-- PROVIDED DATA follows --
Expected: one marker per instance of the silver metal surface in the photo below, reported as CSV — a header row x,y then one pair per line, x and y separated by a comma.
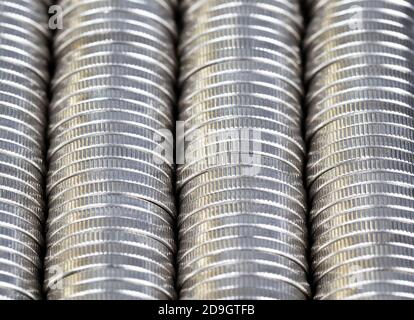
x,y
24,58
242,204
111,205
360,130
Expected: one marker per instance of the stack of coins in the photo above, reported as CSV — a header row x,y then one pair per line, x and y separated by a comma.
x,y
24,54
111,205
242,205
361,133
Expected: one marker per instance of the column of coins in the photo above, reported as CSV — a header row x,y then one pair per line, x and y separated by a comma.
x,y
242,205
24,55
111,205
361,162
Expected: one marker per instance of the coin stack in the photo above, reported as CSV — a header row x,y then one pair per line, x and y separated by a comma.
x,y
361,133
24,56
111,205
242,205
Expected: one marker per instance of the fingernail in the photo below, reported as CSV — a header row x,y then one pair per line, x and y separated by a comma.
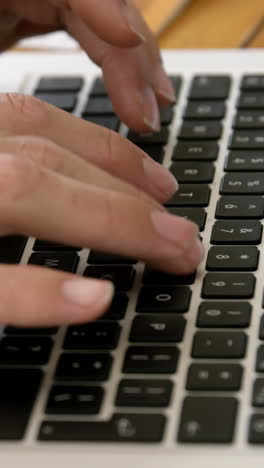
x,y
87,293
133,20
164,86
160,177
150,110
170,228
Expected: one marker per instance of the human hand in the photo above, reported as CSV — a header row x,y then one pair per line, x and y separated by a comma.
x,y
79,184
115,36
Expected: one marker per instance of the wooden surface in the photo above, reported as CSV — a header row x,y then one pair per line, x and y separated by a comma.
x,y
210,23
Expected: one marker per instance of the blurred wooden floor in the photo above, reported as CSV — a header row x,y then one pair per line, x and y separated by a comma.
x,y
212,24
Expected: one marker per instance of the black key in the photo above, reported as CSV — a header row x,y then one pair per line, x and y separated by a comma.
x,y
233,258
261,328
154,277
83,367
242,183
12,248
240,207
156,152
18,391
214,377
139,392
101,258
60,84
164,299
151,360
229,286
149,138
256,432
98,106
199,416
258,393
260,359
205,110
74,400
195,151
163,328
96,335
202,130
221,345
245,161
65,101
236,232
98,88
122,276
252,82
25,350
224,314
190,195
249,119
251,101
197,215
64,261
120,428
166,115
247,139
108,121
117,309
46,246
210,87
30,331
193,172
-- PROVIDED DATA concluded --
-- PROVIDED DATA follows --
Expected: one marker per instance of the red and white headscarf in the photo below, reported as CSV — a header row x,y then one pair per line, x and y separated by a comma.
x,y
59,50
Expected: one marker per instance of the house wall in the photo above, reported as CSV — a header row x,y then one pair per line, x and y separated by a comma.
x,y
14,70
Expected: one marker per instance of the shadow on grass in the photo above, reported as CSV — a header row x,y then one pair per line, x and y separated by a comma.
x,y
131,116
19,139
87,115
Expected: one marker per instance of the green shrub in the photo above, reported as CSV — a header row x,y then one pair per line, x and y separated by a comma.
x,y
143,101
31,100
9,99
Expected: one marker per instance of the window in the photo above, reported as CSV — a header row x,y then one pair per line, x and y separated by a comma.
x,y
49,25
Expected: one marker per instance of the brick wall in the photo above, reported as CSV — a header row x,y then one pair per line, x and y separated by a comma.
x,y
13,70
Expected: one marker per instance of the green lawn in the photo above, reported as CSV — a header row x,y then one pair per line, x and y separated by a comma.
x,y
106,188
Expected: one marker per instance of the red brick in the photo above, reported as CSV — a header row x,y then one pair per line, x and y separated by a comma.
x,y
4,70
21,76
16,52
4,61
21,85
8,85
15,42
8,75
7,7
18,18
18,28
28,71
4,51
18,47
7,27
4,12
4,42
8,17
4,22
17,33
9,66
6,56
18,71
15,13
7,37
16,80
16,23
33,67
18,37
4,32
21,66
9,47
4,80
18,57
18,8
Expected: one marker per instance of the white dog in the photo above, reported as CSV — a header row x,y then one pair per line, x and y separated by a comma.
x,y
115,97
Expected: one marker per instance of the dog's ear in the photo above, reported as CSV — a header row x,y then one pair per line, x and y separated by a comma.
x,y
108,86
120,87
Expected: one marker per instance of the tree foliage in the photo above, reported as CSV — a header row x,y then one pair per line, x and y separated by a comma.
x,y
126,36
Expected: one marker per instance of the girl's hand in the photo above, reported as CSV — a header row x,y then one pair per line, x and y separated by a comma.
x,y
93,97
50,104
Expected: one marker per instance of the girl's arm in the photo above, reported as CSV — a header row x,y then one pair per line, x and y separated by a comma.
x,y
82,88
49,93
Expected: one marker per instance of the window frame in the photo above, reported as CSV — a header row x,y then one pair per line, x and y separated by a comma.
-- PROVIDED DATA concluded --
-- PROVIDED DATA follows --
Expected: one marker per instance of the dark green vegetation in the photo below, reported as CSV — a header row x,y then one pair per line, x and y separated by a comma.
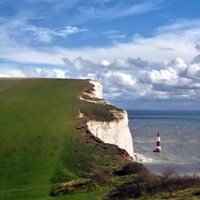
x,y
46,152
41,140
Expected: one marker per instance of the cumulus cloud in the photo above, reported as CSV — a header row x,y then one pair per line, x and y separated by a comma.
-- PROVIDED DATA concluded --
PROBLEM STATEMENT =
Treat the line with "Expected: one marker per instance of the dark" as the start and the line with "Expected: one marker per instance of the cumulus" as the end, and return exactly that span of the data above, both ends included, without pictures.

EXERCISE RESULT =
Expected: one marker per instance of the dark green vegetation in the photo below, reported as CSV — a header row x,y then one pair per line, x and y separated by a comma.
x,y
46,152
41,140
Expected: one marker per instance of the cumulus cloud in the photo above, reported as CSV — a header row x,y then one pair per line, x and y separated by a comma.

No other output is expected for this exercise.